-------- AUSZUG DER DATEN --------
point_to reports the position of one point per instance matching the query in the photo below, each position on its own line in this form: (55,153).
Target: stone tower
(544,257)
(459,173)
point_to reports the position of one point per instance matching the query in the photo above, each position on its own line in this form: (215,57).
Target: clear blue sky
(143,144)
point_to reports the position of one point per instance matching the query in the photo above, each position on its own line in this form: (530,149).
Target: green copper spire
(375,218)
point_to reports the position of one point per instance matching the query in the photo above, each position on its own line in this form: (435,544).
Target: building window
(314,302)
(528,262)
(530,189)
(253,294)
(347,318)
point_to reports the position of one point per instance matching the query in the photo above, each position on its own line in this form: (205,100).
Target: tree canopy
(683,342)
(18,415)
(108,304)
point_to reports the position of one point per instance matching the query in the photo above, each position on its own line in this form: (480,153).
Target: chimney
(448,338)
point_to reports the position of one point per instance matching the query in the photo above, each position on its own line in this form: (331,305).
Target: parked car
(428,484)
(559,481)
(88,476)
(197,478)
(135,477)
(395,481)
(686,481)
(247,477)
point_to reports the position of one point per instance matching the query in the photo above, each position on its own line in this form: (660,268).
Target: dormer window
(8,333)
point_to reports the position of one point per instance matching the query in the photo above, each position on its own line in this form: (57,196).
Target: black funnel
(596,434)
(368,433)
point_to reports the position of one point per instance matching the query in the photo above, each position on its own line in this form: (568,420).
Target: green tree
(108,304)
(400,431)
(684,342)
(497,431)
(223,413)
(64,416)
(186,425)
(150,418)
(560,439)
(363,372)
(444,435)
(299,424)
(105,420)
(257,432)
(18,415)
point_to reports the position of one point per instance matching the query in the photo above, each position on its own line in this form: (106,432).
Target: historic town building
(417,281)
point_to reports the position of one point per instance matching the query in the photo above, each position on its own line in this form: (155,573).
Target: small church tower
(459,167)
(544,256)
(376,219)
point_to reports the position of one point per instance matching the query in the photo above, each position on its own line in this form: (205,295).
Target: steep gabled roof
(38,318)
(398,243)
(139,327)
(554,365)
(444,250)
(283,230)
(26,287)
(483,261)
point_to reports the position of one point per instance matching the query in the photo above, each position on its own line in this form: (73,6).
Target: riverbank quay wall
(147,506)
--------
### AUFGABENSTELLUNG:
Wandle sämtliche Zeilen der Datensätze oben in eine Markdown-Tabelle mit den Spalten „Nr.“ für die fortlaufende Zeilennummer und „Zeile“ für den Text um. Leerzeilen bleiben dabei weg.

### ERGEBNIS DER AUFGABE:
| Nr. | Zeile |
|---|---|
| 1 | point_to reports the position of one point per instance matching the query in the photo below, each position on its own line in this form: (55,153). |
| 2 | Target: stone tower |
| 3 | (544,257) |
| 4 | (459,173) |
| 5 | point_to reports the position of one point per instance matching the query in the photo above, each position on its own line in this form: (215,57). |
| 6 | Target: clear blue sky |
| 7 | (143,144) |
| 8 | point_to reports the position of one point per instance matching the query in the photo above, each position on its own line in this form: (530,149). |
| 9 | Target: green copper spire |
| 10 | (375,218) |
| 11 | point_to reports the position of one point per instance matching the query in the photo above, each position on its own line in this form: (435,544). |
| 12 | Target: building window |
| 13 | (314,302) |
| 14 | (528,262) |
| 15 | (530,189) |
| 16 | (253,294) |
| 17 | (347,318) |
| 18 | point_to reports the position of one point per instance matching the query in the photo above, each position on its own line in this form: (205,100). |
| 19 | Target: tree canopy |
| 20 | (683,342) |
| 21 | (18,415) |
| 22 | (108,304) |
| 23 | point_to reports the position of one point per instance matching the query in the photo above, each position on its own line in this form: (480,153). |
| 24 | Target: chimney |
| 25 | (448,338) |
| 26 | point_to reports the position of one point per instance matching the query in the photo above, each position on its own line in this form: (331,305). |
| 27 | Target: parked car |
| 28 | (428,484) |
| 29 | (559,481) |
| 30 | (88,476) |
| 31 | (197,478) |
| 32 | (135,477) |
| 33 | (395,481) |
| 34 | (686,481) |
| 35 | (247,477) |
| 36 | point_to reports the position of one point per instance matching the query in the photo above, each position on its own line in this form: (660,268). |
| 37 | Target: dormer window |
| 38 | (8,333) |
| 39 | point_to reports the position of one point per instance matching the query in the photo above, each position on its own line in this form: (57,196). |
| 40 | Target: black funnel |
| 41 | (596,434) |
| 42 | (368,433) |
| 43 | point_to reports the position of one point per instance matching the query in the photo above, each position on its own line in this form: (568,420). |
| 44 | Target: green tree |
| 45 | (108,304) |
| 46 | (400,431) |
| 47 | (684,342) |
| 48 | (497,431) |
| 49 | (223,413) |
| 50 | (64,416) |
| 51 | (186,425) |
| 52 | (150,418) |
| 53 | (560,439) |
| 54 | (363,372) |
| 55 | (444,435) |
| 56 | (299,424) |
| 57 | (105,420) |
| 58 | (257,432) |
| 59 | (18,415) |
| 60 | point_to reports the position of one point per instance matching the query in the photo above, each position on its own line in this form: (106,432). |
| 61 | Target: historic town building |
| 62 | (417,281) |
| 63 | point_to reports the position of one point per instance matching the query in the photo above, each position on its own line in this form: (155,573). |
| 64 | Target: small church tower |
| 65 | (459,167) |
| 66 | (544,256) |
| 67 | (376,219) |
| 68 | point_to reports the position of one point per instance matching the query in the photo above, each position on its own line in this form: (205,295). |
| 69 | Target: steep gabled roof |
| 70 | (38,318) |
| 71 | (398,243) |
| 72 | (139,327) |
| 73 | (554,365) |
| 74 | (444,250) |
| 75 | (283,230) |
| 76 | (26,287) |
| 77 | (483,261) |
| 78 | point_to reports the position of one point per instance matching the query in the photo above, each position on its own line in this form: (73,6). |
| 79 | Target: riverbank quay wall |
| 80 | (147,506) |